Materials provided:
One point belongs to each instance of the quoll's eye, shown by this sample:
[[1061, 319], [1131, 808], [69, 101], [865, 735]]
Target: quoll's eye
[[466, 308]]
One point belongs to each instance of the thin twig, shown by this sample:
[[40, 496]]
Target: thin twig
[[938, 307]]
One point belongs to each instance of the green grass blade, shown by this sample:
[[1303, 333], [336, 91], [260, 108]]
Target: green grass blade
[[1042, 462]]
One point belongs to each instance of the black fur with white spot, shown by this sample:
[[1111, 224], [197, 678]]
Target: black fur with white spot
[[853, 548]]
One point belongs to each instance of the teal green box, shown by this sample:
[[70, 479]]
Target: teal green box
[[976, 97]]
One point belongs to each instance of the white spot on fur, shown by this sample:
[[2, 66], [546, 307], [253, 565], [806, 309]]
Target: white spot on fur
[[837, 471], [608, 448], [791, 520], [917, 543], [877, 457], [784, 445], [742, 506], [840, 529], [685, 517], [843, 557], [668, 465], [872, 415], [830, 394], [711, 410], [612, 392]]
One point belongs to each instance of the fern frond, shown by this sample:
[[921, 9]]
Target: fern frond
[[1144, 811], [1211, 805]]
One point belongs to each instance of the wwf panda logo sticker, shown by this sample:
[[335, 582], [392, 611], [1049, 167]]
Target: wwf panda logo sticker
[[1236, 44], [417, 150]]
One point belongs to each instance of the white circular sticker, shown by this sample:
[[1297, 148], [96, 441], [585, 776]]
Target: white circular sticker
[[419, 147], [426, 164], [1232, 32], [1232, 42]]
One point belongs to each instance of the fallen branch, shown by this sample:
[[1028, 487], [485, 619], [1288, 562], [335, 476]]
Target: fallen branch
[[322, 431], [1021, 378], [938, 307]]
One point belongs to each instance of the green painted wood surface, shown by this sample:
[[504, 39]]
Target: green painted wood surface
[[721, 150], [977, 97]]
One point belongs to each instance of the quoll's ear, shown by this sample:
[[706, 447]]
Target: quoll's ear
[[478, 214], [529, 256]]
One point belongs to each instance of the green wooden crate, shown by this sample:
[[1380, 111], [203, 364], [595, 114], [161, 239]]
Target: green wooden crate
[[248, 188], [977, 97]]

Required task: All lines from the one containing "One point belongs to each instance of the white spot" through the end of the records, both ends included, are to be quoted exactly; please add nothing else.

Task answer:
One point belongs to each instance of the white spot on fur, shown by this sample:
[[2, 66], [546, 307], [253, 565], [806, 309]]
Target: white spot on fur
[[837, 471], [608, 448], [791, 520], [917, 543], [877, 457], [784, 445], [742, 506], [840, 529], [685, 517], [843, 557], [668, 465], [872, 415], [830, 394], [711, 410], [612, 392]]
One point belongs to each instance of the fern frond, shown by this sample:
[[921, 9]]
Target: fern frond
[[1144, 811], [1211, 805]]
One point belongs to each instance of the wwf panda logo sticker, shown by this sample:
[[335, 582], [392, 611], [1049, 167]]
Target: wwf panda logo sticker
[[1236, 44], [417, 150]]
One point belongs to each instance of the white circular sticker, shown by this sample:
[[1297, 148], [96, 441], [585, 776]]
Target: white circular sticker
[[419, 147], [426, 164], [1232, 32], [1232, 42]]
One point belongs to each instance of the fallen branch, shown by this sample:
[[1028, 487], [485, 619], [1288, 562], [335, 476]]
Target: fallen branch
[[322, 431], [1021, 378], [938, 307]]
One point belongs to each instance of the green painted wood surface, shown by this sample:
[[504, 39]]
Target: green painted wood surface
[[721, 150], [977, 97]]
One point belongs to each instance of the quoll's ear, shown by this sample:
[[706, 447]]
Target: quoll's ear
[[478, 214], [529, 256]]
One point belongs to each instance of the green wooden crate, shown by this sample:
[[1380, 111], [203, 364], [595, 114], [161, 239]]
Target: green wooden crate
[[248, 188], [977, 97]]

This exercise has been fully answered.